#### Brief
Your answer must consist solely of the line containing "of the person" and each line after it through the end of the data, copied exactly.

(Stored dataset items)

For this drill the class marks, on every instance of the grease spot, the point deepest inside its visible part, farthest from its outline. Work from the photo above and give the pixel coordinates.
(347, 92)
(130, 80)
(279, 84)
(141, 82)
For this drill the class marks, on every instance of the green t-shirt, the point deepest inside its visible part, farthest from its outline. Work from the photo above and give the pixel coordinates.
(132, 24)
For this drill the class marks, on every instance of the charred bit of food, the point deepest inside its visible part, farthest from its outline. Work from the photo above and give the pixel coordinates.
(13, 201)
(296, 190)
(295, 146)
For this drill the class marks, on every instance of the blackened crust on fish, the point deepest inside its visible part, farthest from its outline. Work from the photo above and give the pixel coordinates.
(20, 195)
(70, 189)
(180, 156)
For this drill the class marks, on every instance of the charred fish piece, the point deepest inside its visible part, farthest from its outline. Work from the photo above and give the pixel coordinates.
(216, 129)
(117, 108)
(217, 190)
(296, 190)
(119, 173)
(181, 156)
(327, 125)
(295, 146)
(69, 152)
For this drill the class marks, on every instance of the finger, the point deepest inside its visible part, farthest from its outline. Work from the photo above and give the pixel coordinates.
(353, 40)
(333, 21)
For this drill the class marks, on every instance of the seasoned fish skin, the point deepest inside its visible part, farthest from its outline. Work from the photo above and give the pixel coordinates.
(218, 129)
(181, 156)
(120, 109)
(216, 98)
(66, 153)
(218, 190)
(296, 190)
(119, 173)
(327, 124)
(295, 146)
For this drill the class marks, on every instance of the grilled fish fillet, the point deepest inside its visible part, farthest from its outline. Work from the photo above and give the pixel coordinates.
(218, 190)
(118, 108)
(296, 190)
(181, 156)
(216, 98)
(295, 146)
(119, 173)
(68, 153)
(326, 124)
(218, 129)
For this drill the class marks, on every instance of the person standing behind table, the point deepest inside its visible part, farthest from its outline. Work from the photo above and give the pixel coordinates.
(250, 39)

#### Response
For this drill the class marks, on every instance of the person standing behind table, the point deepest inside its visible part, farthest from its outline. Work from the photo above and give the pixel coordinates.
(250, 39)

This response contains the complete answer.